--- YOUR INSTRUCTIONS ---
Go through the entries and copy every line that has the string "above" in it.

[Spatial localization data]
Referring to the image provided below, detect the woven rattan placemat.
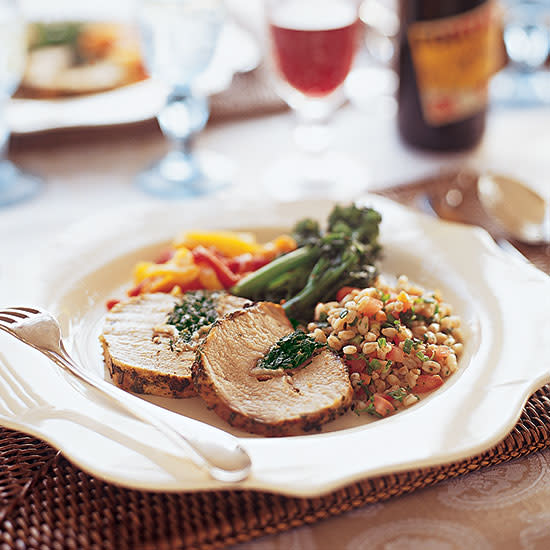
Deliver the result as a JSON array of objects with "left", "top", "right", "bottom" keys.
[{"left": 1, "top": 173, "right": 549, "bottom": 550}]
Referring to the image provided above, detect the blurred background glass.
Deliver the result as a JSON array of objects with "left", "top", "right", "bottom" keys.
[
  {"left": 491, "top": 0, "right": 550, "bottom": 105},
  {"left": 0, "top": 0, "right": 41, "bottom": 207},
  {"left": 136, "top": 0, "right": 231, "bottom": 199}
]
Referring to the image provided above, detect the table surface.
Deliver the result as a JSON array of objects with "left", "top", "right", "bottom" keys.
[{"left": 2, "top": 78, "right": 550, "bottom": 548}]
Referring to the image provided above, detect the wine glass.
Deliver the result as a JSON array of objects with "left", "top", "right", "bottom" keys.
[
  {"left": 264, "top": 0, "right": 365, "bottom": 200},
  {"left": 0, "top": 0, "right": 41, "bottom": 208},
  {"left": 491, "top": 0, "right": 550, "bottom": 105},
  {"left": 137, "top": 0, "right": 229, "bottom": 198}
]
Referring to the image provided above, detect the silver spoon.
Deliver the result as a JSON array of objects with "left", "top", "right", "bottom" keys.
[
  {"left": 477, "top": 173, "right": 550, "bottom": 245},
  {"left": 423, "top": 172, "right": 532, "bottom": 263}
]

--- RESPONSE TO THE TASK ---
Referring to the image provided above, detect the blurred background glass.
Referring to the image provided above, detect the table surface.
Referring to the image provided above, detect the wine glass.
Referring to the image provided above, detect the silver spoon.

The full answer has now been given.